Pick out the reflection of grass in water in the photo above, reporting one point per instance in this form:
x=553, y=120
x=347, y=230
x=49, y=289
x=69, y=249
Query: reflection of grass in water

|---|

# What to produce
Please print, unchanged, the lines from the one holding "x=347, y=230" through the last line of the listing above, including both and omitting the rest.

# Completed exercise
x=347, y=230
x=49, y=289
x=69, y=249
Query: reflection of grass in water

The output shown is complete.